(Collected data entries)
┄┄┄┄┄┄┄┄┄┄┄┄┄┄┄┄┄┄┄┄
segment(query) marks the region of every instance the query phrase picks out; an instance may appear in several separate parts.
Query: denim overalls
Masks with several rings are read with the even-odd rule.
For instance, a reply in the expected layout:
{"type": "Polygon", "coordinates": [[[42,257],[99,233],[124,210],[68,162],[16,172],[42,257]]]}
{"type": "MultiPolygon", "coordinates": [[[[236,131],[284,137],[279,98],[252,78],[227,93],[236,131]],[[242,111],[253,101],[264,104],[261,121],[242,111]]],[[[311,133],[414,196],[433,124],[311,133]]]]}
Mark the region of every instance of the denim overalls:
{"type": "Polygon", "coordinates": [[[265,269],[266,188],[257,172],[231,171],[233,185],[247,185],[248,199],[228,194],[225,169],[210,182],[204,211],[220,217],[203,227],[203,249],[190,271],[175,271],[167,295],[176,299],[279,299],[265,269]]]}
┄┄┄┄┄┄┄┄┄┄┄┄┄┄┄┄┄┄┄┄
### INSTRUCTIONS TO FOLLOW:
Using the data above, return every line that contains the string "several".

### WRITTEN RESPONSE:
segment(query) marks the region of every instance the query phrase picks out; an instance may appear in several separate parts.
Masks with several rings are read with the even-odd rule.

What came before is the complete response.